▶ [TEXTE À ANALYSER]:
--

Les premiers signes encourageants sont apparus début 2024. D’après la BNB, les taux d’intérêt sur les nouveaux emprunts hypothécaires sont de 3,23% en moyenne pour une maturité d’au moins 10 ans, ce qui constitue une baisse par rapport à leur pic de 3,6% en décembre 2023. Les ménages ont repris confiance après la double crise du Covid et énergétique. Le taux de chômage n’a que faiblement augmenté et un atterrissage en douceur du marché du travail se profile. En outre, les créances douteuses sont stables et la dette des ménages poursuit sa trajectoire baissière. À court terme, nous prévoyons une hausse des prix de l’immobilier proche de leur croissance tendancielle alors que l’activité reprend progressivement.
Le défi des finances publiques
Les ménages et les entreprises belges semblent avoir assez bien résisté à l’impact de la hausse des taux. On ne peut pas en dire autant des finances publiques. Les dépenses ponctuelles, comme celles liées à la COVID-19 et au soutien aux factures d’énergie, semblent avoir poussé le déficit à un niveau structurellement plus élevé. Malgré les efforts de l’Agence fédérale de la dette pour maintenir des taux bas plus longtemps, les rendements moyens sur les obligations souveraines ont commencé à repartir à la hausse dès 2022. Au début de cette année, ils s’établissaient à 1,92%, soit près de 50 pb au-dessus de leur niveau le plus bas de 2021. La maturité moyenne était de près de 11 ans. Par conséquent, les charges annuelles d’intérêt augmentent. Après avoir atteint un plancher de 1,2% du PIB en 2022, elles pourraient doubler d’ici 2025. La populaire obligation à un an émise l’année dernière, fiscalement encouragée, pourrait être interprétée comme un signe de forte demande du marché pour la dette belge, mais rien ne justifie trop d’optimisme, d’autant plus qu’un déficit persistant et des taux d’intérêt en hausse (ou plutôt, qui ne baissent plus) mènent aussi à une hausse de la dette publique. L’effet boule de neige se fait pleinement sentir et le ratio de dette publique pourrait atteindre 110% du PIB d’ici 2026. La consolidation budgétaire devra être une priorité pour le gouvernement à venir, sur fond de menace d’avertissement budgétaire de l’UE.

--

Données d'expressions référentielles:
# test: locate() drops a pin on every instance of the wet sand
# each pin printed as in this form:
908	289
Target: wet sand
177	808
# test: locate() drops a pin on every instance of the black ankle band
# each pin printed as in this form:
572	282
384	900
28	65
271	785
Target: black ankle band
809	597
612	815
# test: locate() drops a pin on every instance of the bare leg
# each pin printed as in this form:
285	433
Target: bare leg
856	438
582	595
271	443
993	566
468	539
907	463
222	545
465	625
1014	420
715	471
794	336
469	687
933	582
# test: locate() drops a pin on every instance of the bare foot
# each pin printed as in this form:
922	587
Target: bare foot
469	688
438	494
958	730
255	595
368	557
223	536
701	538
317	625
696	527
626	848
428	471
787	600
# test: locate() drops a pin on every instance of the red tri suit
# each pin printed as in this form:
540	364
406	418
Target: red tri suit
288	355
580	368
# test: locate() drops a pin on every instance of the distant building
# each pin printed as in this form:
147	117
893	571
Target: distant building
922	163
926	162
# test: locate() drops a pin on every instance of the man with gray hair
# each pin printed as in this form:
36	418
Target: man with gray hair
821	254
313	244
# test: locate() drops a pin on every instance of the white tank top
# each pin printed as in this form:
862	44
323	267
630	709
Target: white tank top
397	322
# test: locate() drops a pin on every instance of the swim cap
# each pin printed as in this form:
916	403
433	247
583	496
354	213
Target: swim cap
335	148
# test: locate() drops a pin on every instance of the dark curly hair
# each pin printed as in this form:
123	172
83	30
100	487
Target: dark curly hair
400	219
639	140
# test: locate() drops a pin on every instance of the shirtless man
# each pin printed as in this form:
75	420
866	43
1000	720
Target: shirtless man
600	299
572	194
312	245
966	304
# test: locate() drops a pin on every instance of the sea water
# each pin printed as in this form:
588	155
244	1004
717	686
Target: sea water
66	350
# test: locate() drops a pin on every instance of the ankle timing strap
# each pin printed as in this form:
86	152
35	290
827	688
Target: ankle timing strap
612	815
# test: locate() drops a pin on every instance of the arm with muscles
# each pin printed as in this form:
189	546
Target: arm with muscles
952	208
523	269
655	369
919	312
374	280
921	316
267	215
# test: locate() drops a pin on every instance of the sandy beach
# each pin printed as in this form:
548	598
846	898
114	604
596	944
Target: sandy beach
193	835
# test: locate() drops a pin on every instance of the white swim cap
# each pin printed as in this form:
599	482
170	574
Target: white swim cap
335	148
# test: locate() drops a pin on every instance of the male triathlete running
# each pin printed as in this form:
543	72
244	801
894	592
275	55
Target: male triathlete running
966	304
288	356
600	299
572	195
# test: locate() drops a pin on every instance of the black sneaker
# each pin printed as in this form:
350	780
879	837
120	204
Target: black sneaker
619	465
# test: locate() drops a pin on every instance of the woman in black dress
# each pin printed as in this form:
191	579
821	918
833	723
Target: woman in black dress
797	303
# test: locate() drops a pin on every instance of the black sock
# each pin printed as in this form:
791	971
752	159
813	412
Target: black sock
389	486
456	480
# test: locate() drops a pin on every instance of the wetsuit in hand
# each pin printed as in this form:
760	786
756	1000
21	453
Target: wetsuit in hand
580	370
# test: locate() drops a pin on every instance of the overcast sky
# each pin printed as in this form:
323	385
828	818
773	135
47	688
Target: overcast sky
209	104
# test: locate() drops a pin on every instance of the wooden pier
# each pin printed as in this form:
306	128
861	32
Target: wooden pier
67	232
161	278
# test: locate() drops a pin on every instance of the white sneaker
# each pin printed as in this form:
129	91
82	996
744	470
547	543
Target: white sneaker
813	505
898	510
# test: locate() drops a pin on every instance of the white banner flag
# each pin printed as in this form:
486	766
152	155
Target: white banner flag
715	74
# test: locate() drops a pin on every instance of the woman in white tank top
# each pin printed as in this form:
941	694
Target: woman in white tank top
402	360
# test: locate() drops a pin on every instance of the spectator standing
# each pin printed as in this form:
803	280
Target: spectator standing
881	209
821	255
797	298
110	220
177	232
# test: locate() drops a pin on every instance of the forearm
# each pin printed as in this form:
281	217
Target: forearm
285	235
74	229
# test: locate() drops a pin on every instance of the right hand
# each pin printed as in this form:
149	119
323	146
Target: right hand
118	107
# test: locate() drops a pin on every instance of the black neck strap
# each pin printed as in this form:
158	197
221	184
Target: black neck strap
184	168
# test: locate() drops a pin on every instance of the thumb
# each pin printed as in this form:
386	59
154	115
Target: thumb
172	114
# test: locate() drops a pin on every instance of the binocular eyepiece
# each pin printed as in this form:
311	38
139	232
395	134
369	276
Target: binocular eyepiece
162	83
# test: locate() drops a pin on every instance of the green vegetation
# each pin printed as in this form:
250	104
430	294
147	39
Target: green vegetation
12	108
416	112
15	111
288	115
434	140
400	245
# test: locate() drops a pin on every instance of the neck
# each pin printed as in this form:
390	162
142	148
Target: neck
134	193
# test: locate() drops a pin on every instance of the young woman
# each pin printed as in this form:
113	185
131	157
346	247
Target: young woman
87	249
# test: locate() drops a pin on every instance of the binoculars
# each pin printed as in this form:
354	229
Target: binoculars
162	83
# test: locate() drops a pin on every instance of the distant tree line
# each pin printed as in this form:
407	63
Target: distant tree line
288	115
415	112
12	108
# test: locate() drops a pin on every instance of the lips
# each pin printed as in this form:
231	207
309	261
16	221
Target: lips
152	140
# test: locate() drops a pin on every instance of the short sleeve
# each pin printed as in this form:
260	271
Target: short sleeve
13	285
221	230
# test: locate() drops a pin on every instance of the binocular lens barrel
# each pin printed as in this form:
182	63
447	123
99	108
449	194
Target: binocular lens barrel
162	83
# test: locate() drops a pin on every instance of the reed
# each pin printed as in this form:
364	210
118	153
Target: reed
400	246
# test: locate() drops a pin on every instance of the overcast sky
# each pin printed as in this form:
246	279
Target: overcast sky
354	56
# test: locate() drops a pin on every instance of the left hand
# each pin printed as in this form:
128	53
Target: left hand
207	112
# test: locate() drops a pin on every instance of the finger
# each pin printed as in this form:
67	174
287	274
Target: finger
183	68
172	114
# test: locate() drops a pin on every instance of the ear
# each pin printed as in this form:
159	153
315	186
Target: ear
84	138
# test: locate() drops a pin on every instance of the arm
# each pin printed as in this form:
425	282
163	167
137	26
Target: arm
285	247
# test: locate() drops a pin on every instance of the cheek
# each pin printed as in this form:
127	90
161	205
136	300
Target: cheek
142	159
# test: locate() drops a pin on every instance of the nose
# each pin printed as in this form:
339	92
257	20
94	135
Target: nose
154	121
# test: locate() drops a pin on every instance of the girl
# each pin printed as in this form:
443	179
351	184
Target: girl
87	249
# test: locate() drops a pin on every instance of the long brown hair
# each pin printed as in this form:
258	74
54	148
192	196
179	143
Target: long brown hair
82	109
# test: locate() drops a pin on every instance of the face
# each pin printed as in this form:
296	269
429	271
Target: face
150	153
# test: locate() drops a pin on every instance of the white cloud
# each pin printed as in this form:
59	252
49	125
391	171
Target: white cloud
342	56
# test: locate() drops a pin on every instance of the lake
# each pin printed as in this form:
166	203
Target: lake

--

▶ [EXERCICES]:
a – Recopiez le passage du texte sur l'économie belge qui commence par « Les premiers signes » et finit par « l’activité reprend progressivement. ».
b – Répondez à ces questions sur le texte sur l'économie belge :
(i) D'après la BNB, quel est le taux moyen des nouveaux emprunts hypothécaires pour une maturité d'au moins 10 ans ?
(ii) À combien s'établissaient les rendements moyens sur les obligations souveraines au début de cette année ?
(iii) Quel niveau le ratio de dette publique pourrait-il atteindre d'ici 2026 ?
Ces données sont un matériau à part, sans lien avec le texte.

▶ [CORRIGÉS]:
a –
Les premiers signes encourageants sont apparus début 2024. D’après la BNB, les taux d’intérêt sur les nouveaux emprunts hypothécaires sont de 3,23% en moyenne pour une maturité d’au moins 10 ans, ce qui constitue une baisse par rapport à leur pic de 3,6% en décembre 2023. Les ménages ont repris confiance après la double crise du Covid et énergétique. Le taux de chômage n’a que faiblement augmenté et un atterrissage en douceur du marché du travail se profile. En outre, les créances douteuses sont stables et la dette des ménages poursuit sa trajectoire baissière. À court terme, nous prévoyons une hausse des prix de l’immobilier proche de leur croissance tendancielle alors que l’activité reprend progressivement.

b –
(i) 3,23 % en moyenne.
(ii) 1,92 %.
(iii) 110 % du PIB.